AIM OF THE EXERCISE: Reproduce the records from the line containing "Exercise. Spot the bird in" through the end of the records, substituting "fir branch" for "pine branch" and leaving all else unchanged. Omit the pictures from the answer.

***** DATASET CONTENT *****

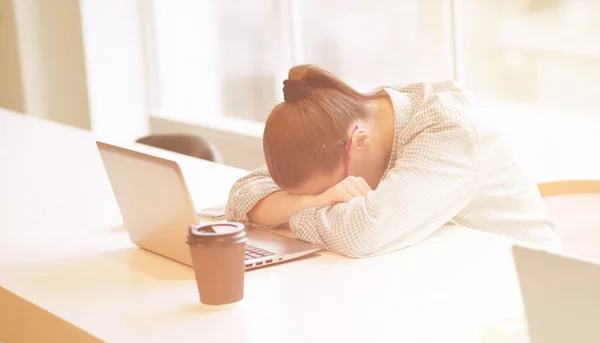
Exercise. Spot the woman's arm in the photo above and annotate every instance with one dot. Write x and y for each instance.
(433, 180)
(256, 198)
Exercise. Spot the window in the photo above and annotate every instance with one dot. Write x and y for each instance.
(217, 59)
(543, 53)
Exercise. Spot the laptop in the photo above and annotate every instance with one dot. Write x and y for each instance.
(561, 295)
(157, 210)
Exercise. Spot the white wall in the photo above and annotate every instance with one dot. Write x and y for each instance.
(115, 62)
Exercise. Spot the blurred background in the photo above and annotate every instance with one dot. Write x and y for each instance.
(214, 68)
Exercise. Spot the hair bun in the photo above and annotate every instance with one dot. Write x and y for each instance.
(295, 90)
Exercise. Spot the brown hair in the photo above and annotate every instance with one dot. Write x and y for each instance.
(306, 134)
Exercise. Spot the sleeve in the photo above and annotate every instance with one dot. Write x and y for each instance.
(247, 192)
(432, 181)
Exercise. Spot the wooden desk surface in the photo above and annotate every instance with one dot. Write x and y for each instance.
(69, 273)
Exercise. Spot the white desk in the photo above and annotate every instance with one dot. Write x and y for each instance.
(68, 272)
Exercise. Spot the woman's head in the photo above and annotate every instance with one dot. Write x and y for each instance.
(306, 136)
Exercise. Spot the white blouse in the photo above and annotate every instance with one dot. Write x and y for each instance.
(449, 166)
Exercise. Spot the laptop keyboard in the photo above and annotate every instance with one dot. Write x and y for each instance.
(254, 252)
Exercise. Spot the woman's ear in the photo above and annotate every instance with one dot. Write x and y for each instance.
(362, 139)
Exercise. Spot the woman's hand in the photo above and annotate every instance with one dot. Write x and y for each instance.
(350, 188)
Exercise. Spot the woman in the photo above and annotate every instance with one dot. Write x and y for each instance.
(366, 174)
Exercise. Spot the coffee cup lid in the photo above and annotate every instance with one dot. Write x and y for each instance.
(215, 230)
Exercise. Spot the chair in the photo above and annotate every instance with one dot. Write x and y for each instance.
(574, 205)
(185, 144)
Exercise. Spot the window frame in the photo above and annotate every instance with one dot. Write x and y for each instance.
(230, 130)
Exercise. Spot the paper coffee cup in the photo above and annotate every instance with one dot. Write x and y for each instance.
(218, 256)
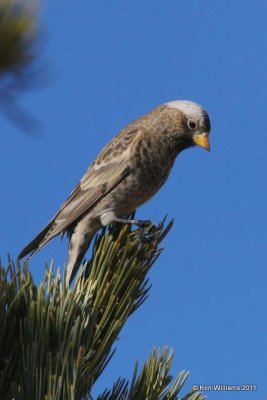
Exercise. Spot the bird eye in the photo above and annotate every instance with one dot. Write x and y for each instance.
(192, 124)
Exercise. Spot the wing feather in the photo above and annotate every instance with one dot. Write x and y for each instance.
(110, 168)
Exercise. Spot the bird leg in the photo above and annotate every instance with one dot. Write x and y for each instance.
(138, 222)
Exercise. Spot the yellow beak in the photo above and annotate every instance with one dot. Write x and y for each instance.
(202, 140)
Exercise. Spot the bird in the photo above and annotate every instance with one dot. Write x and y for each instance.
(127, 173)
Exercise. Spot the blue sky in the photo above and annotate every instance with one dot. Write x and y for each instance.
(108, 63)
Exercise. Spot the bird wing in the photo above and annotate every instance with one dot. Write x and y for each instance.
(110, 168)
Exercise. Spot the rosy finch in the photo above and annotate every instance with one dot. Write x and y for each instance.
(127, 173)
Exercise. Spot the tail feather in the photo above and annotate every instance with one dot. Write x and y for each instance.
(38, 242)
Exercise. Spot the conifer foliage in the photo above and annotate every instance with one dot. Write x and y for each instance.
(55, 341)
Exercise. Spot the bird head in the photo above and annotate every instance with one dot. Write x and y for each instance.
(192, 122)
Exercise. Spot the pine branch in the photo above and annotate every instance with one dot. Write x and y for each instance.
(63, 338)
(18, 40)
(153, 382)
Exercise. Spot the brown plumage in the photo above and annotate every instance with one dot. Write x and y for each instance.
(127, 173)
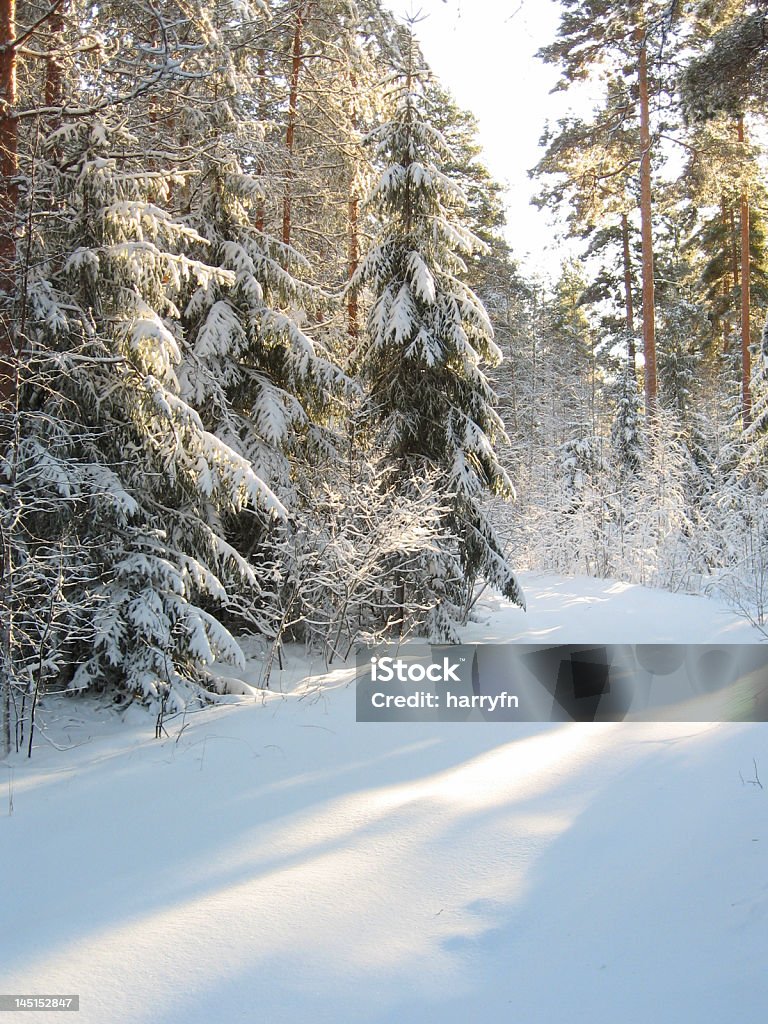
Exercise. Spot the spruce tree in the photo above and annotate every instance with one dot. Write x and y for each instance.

*****

FINAL RESULT:
Exercise. Spot the bird in the photo above and annotate every instance with one dot. Write x and y for each instance.
(127, 173)
Exercise. Spot the blue sky in the photo above and annotate every instance with one dot. Write x and y for each instance.
(108, 63)
Exercise. Spot the bird wing in the photo above and annotate every instance with one dot. Write x and y for each instance.
(110, 168)
Exercise. Spot the rosy finch in the photo above and annotate every instance with one dot. Write x and y for each instance.
(127, 173)
Exercise. Spot the tail feather in the photo above and annotate every instance with one dot. Write x and y for each instance.
(38, 242)
Exercise. Spot the conifer foliage in the photo above and annotate every instance with one dot. Write x and y for each instance.
(55, 341)
Exercise. Spot the bird head in the photo above and annotate every instance with one dot. Write x and y for each instance.
(192, 122)
Exercise. Spot the fir branch in the photo above and annotate every instance with one dot. Write x and y for each instance.
(63, 338)
(18, 40)
(153, 382)
Exercise. Spot the brown plumage in the photo above and annotate every instance with one dot. Write x and y for each instance.
(127, 173)
Exercise. Spot the spruce tree in the photo above and annotate every instance with one dot. Write x and y for each instance.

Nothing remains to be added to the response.